Arrange the data from the line containing "compact shape [266,148]." down through the final line of the data as a Markdown table with the columns Row and Line. Omit blank lines and leave the pictures out.

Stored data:
** Begin **

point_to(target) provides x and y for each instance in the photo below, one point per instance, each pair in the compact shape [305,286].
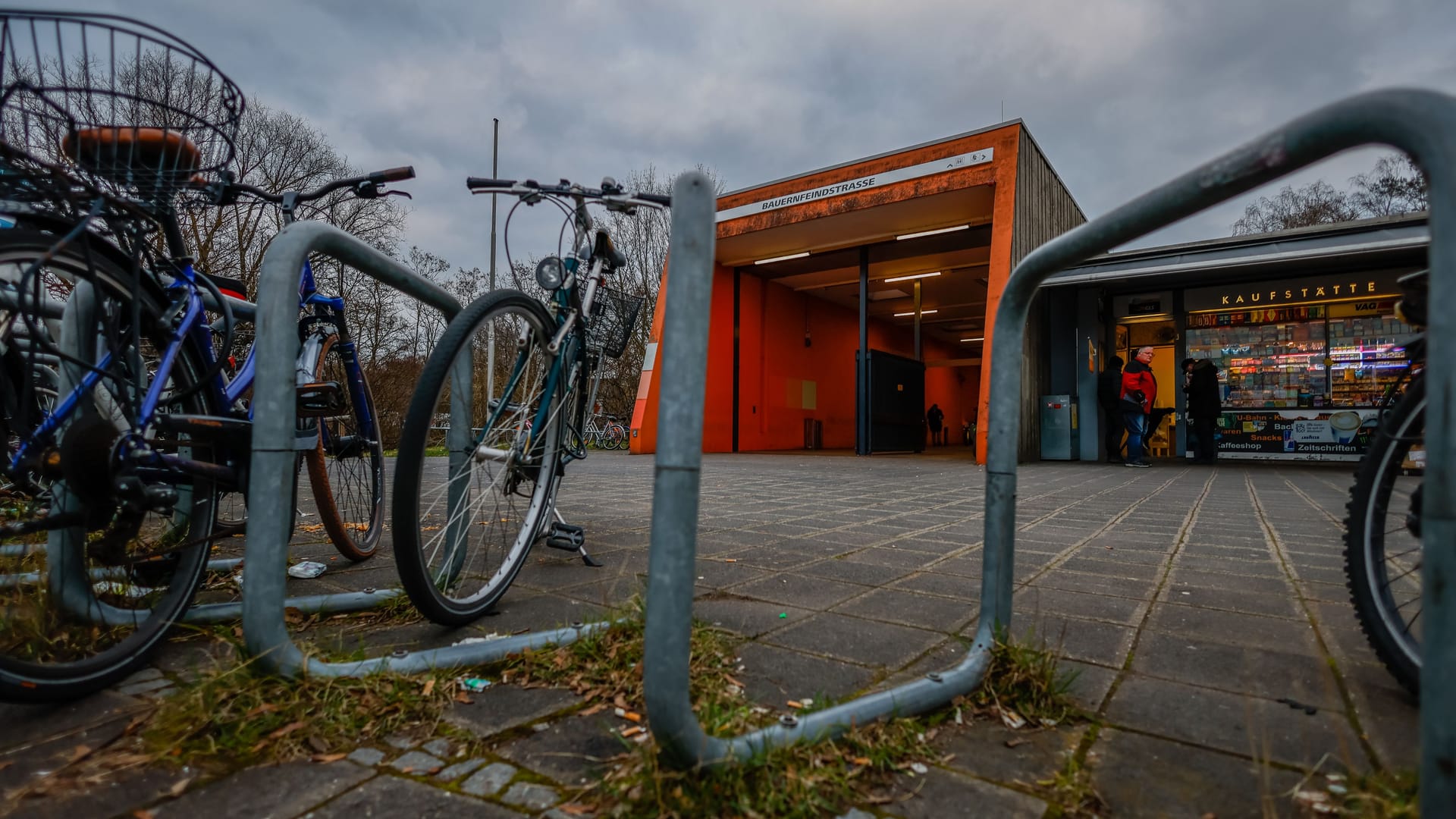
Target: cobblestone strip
[1142,624]
[1071,551]
[1307,605]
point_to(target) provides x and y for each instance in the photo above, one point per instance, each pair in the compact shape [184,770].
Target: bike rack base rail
[1417,121]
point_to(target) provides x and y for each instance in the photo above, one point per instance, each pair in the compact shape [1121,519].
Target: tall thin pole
[490,337]
[916,321]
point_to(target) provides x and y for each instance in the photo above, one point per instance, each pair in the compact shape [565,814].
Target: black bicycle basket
[120,104]
[613,318]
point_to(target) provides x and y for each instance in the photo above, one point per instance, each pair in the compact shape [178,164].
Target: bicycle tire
[1369,535]
[354,518]
[419,526]
[617,436]
[44,651]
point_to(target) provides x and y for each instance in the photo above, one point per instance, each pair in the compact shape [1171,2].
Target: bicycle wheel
[1383,539]
[89,580]
[463,534]
[347,466]
[617,438]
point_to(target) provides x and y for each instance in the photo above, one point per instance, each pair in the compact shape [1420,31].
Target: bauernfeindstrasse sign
[861,184]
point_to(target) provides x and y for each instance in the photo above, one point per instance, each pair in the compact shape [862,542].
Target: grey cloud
[1122,95]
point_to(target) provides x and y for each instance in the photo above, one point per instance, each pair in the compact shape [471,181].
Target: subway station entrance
[851,300]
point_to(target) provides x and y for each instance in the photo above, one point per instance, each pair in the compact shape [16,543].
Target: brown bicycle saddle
[126,153]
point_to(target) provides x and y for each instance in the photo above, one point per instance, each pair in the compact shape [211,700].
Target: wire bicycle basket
[613,316]
[118,104]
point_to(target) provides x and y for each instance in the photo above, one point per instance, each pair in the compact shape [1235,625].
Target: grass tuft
[797,781]
[1025,679]
[1381,795]
[235,717]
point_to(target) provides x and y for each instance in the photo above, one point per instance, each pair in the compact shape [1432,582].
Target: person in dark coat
[1109,394]
[934,419]
[1204,407]
[1139,391]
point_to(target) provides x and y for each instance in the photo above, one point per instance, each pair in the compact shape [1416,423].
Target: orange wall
[772,352]
[774,363]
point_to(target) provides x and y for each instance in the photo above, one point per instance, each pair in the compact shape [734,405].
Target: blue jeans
[1136,425]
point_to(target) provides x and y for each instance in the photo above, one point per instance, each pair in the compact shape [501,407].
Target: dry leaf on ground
[287,729]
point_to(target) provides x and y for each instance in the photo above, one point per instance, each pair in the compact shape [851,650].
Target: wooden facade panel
[1044,210]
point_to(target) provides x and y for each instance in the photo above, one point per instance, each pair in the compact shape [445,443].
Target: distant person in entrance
[1204,407]
[934,419]
[1109,395]
[1139,391]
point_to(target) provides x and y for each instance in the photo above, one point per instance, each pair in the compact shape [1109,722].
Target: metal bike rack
[1417,121]
[275,444]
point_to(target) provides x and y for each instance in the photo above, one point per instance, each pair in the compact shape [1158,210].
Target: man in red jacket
[1139,390]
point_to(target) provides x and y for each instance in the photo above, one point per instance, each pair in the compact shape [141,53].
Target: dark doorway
[896,394]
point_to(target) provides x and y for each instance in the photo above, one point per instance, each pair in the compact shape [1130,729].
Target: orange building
[848,300]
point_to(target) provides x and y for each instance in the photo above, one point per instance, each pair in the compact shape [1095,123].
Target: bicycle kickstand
[570,538]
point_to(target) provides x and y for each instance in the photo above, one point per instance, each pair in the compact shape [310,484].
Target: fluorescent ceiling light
[916,276]
[934,232]
[783,259]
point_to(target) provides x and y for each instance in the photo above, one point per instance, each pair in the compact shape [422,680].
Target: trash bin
[1059,428]
[813,433]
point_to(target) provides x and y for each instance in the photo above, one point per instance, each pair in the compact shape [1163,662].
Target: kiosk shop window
[1293,357]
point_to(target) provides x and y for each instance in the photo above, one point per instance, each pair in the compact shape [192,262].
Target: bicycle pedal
[321,400]
[207,426]
[566,537]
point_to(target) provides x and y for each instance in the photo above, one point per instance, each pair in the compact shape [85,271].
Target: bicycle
[1383,516]
[460,542]
[114,477]
[604,435]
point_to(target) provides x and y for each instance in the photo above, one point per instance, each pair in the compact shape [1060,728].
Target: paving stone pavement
[1194,602]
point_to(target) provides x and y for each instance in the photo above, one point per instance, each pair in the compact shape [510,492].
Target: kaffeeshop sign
[1313,290]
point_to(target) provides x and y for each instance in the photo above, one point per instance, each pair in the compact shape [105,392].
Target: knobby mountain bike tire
[1382,548]
[347,466]
[456,560]
[127,575]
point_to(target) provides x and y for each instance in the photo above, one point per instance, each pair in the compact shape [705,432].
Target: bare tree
[1394,187]
[644,240]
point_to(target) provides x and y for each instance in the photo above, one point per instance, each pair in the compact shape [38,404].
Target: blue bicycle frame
[223,392]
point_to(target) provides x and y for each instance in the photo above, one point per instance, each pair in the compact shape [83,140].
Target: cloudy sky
[1122,95]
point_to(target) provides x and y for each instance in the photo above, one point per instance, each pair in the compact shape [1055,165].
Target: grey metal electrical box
[1059,428]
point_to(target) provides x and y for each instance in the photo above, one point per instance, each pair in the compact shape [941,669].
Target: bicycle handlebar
[364,187]
[609,193]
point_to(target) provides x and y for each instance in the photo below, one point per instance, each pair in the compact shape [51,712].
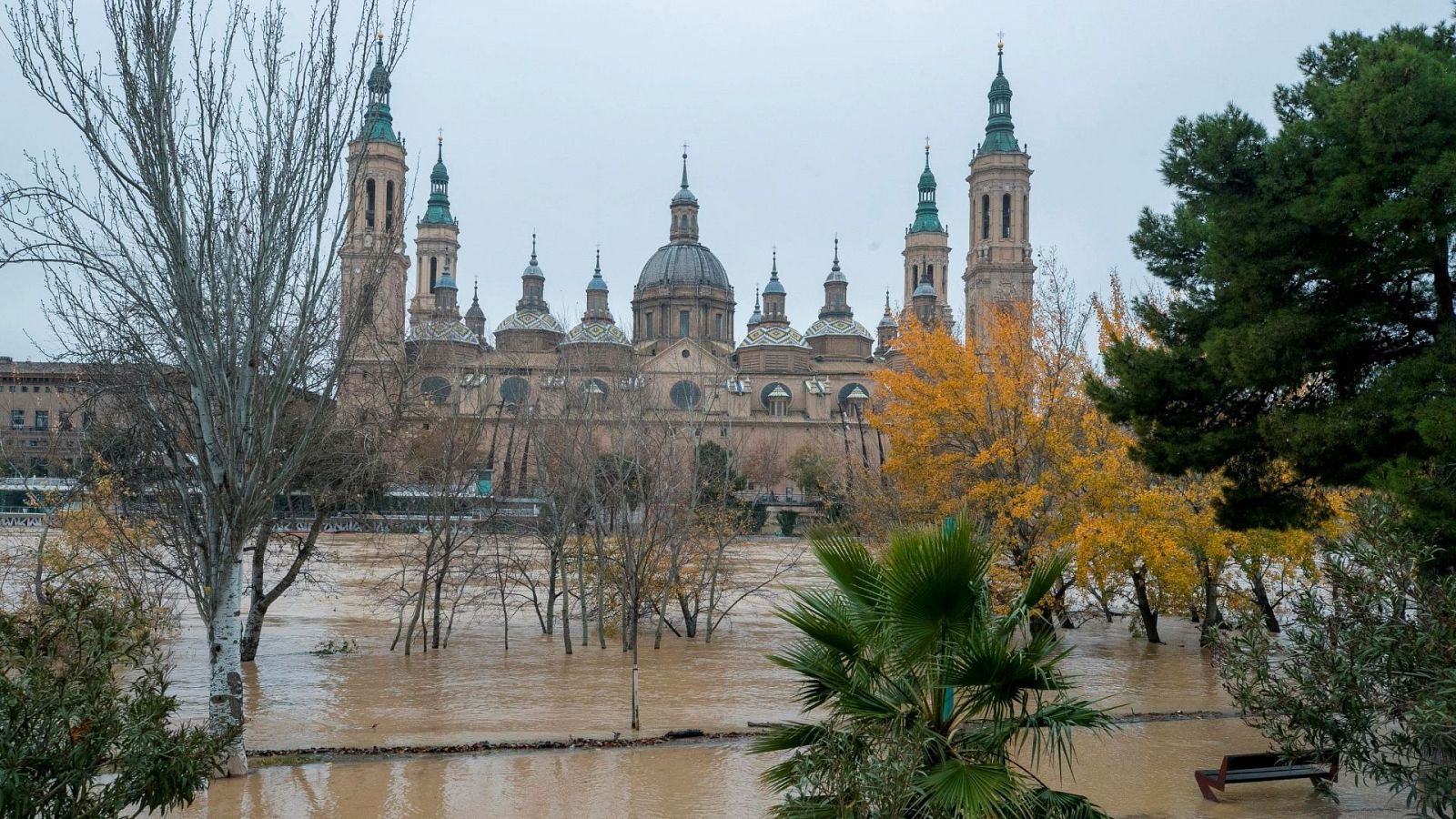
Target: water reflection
[475,690]
[1145,771]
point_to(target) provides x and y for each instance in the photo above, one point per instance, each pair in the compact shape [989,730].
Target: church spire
[926,215]
[1001,135]
[836,292]
[684,210]
[379,123]
[437,212]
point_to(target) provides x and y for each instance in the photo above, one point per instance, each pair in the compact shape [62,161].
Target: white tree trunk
[226,665]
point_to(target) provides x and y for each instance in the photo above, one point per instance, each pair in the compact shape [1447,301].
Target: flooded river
[478,691]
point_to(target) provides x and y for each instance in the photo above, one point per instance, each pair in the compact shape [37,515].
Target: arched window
[436,389]
[514,390]
[389,205]
[686,395]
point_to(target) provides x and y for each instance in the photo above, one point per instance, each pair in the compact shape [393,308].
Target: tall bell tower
[373,264]
[437,242]
[997,267]
[928,248]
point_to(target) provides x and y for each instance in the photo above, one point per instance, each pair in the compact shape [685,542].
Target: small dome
[837,327]
[834,274]
[529,319]
[597,332]
[684,263]
[775,336]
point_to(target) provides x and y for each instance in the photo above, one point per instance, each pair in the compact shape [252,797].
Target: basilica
[775,389]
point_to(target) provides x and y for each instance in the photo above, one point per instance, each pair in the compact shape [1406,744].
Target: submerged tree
[86,720]
[193,267]
[1368,665]
[928,691]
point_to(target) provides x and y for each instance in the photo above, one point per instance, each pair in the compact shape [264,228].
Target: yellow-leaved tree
[992,426]
[1002,428]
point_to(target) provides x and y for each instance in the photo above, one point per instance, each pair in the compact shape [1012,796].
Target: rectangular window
[389,205]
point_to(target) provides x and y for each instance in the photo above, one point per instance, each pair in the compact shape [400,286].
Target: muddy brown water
[478,691]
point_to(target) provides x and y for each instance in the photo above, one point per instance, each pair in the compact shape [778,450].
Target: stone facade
[775,389]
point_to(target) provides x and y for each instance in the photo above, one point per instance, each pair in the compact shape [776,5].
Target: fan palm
[934,702]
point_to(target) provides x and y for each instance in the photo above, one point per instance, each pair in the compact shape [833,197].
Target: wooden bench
[1312,765]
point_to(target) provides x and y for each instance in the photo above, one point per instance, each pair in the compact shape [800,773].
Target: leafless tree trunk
[194,259]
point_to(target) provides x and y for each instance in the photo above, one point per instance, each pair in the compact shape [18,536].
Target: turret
[475,317]
[999,267]
[437,241]
[836,292]
[928,247]
[684,210]
[836,334]
[775,296]
[887,329]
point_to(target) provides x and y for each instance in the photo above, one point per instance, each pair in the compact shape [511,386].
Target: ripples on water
[475,690]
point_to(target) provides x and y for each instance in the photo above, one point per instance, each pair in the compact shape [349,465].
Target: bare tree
[193,266]
[341,471]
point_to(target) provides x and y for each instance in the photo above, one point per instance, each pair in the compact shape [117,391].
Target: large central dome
[683,264]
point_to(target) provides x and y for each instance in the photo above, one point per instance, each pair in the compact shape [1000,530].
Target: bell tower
[373,261]
[928,248]
[437,241]
[999,267]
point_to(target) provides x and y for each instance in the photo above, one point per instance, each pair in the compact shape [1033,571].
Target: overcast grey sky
[804,116]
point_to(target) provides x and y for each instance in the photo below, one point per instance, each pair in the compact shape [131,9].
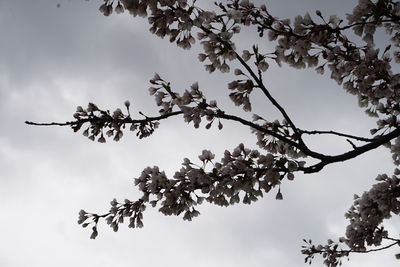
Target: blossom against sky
[54,59]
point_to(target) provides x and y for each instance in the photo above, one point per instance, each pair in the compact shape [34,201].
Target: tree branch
[358,138]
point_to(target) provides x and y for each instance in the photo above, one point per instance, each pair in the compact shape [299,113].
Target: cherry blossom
[313,40]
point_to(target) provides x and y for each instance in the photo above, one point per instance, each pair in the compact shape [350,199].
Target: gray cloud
[53,59]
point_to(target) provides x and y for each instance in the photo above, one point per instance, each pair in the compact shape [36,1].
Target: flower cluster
[245,174]
[366,216]
[102,123]
[241,175]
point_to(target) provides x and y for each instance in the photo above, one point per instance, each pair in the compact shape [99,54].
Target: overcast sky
[54,59]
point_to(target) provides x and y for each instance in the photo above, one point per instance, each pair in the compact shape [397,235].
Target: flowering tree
[244,175]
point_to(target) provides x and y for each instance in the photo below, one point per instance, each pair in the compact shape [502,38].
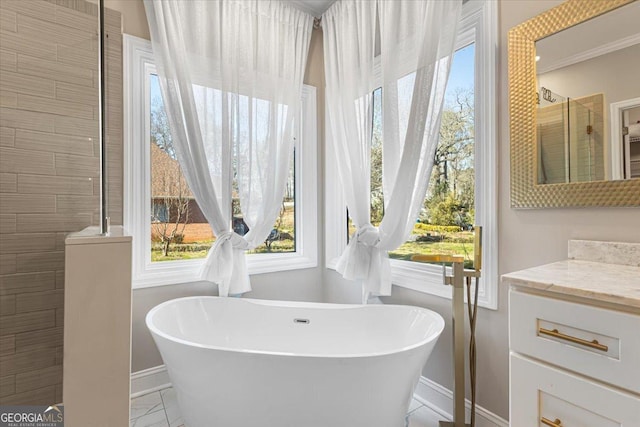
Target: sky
[462,69]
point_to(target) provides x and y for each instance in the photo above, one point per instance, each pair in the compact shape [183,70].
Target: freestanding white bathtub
[255,363]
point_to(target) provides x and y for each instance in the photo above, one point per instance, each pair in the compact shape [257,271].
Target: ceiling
[312,7]
[606,33]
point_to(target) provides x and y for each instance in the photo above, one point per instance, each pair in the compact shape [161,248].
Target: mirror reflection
[588,118]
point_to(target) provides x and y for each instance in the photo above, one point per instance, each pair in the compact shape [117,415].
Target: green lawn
[450,243]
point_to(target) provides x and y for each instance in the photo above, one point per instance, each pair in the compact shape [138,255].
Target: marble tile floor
[160,409]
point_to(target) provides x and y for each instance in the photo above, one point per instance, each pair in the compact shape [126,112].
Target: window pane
[446,218]
[179,230]
[283,235]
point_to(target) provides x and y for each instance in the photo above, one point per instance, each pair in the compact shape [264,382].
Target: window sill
[177,272]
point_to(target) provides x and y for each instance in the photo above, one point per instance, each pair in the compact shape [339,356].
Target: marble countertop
[617,284]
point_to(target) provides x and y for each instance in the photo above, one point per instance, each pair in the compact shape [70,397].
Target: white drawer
[615,359]
[544,396]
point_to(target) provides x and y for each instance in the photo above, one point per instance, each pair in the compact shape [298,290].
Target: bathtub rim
[299,304]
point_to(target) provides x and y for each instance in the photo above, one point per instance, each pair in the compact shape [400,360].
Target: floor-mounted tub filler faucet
[458,277]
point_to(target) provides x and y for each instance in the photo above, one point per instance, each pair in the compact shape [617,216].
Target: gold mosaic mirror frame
[525,192]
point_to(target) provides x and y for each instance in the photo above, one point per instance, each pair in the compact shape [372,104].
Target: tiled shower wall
[49,182]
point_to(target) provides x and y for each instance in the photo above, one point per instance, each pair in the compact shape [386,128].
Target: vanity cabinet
[574,353]
[572,364]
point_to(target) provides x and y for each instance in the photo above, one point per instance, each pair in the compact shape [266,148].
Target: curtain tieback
[237,241]
[365,260]
[226,256]
[367,235]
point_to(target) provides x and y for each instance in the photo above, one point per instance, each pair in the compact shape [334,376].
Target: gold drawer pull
[554,333]
[556,423]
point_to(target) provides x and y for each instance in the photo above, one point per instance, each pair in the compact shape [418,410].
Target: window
[171,234]
[462,190]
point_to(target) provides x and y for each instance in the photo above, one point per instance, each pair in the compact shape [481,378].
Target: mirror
[574,106]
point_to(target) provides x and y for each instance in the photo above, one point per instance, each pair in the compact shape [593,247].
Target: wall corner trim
[440,400]
[149,380]
[429,393]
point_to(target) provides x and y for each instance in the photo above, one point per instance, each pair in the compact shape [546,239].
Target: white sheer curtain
[417,40]
[231,77]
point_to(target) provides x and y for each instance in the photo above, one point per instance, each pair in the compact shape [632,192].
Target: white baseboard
[440,400]
[149,380]
[431,394]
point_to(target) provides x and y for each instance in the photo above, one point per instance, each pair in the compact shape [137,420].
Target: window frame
[138,64]
[478,24]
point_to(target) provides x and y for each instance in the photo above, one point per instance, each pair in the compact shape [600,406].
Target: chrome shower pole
[102,122]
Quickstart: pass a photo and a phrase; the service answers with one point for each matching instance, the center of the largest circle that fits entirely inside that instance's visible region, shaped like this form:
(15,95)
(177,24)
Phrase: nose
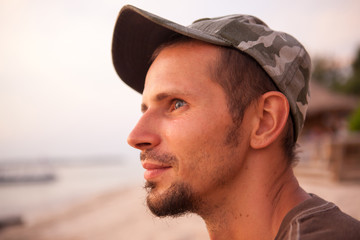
(145,134)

** End **

» RESULT FOR THIS EXERCISE
| Row | Line |
|---|---|
| 1 | point_to(target) provides x and y for each instance in the photo above, one point per instance, each pair in the compact shape [266,148]. |
| 2 | Target: curtain tieback |
| 3 | [237,241] |
| 4 | [365,260] |
| 5 | [226,256] |
| 6 | [367,235] |
| 7 | point_to(target) provides x and y for each instance in the photo above, one point per instance, each pair in the compact shape [334,376]. |
| 8 | Target: gold drawer pull |
| 9 | [554,333] |
| 10 | [556,423] |
| 11 | point_to(target) provides x and y for each instance in the photo above, one point per instance, each pair in the compact shape [418,410]. |
| 12 | Target: window |
| 13 | [171,234] |
| 14 | [462,190] |
| 15 | point_to(target) provides x and y for each instance in the photo above, one point per instance, each pair in the compact shape [481,378]. |
| 16 | Target: mirror |
| 17 | [574,106] |
| 18 | point_to(target) provides x and y for each instance in the photo above, one point per instance, each pair in the compact shape [593,247]. |
| 19 | Target: wall corner trim |
| 20 | [440,400] |
| 21 | [149,380] |
| 22 | [429,393] |
| 23 | point_to(target) provides x and y for each instance in the photo above, one point per instance, each pair in the compact shape [546,239]. |
| 24 | Target: white sheer curtain |
| 25 | [417,40] |
| 26 | [231,77] |
| 27 | point_to(target) provides x and y for each instance in the photo above, one point per instance, each pair in the compact shape [632,192]. |
| 28 | Target: white baseboard |
| 29 | [440,400] |
| 30 | [149,380] |
| 31 | [431,394] |
| 32 | point_to(target) provides x and y for each instance in the photo above, one point per instance, each pair in the compact shape [137,420]. |
| 33 | Target: window frame |
| 34 | [138,64] |
| 35 | [478,24] |
| 36 | point_to(target) provides x and y for each instance in the photo above, one point per instance, each pair in the compact shape [600,406]. |
| 37 | Target: chrome shower pole |
| 38 | [102,122] |
| 39 | Quickstart: pass a photo and a phrase; the service answers with one point for each matching instance, the center of the largest circle that fits entirely inside that instance's visible region, shaped like this form: |
| 40 | (15,95) |
| 41 | (177,24) |
| 42 | Phrase: nose |
| 43 | (145,134) |